:: Your goal ::
Copy the material below from the line that contains "Reviewer note: every instance of the hanging" through the last line. Keep the requests unchanged, and raise every coordinate value in the answers by 144.

:: Provided data ::
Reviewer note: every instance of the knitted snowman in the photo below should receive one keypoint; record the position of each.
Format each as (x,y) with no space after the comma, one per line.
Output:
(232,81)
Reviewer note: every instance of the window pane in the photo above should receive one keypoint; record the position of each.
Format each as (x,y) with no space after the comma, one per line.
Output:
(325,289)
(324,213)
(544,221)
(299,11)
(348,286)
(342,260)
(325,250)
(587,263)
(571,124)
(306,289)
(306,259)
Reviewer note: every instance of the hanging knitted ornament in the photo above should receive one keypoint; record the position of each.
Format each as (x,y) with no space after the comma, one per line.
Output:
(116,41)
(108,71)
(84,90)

:: Complete output ::
Reviewer note: every instance of the hanging knitted ornament in the photo above should receive one keypoint; record the position of each.
Format each as (x,y) with no space after the comma, one per line.
Output:
(260,185)
(252,215)
(228,234)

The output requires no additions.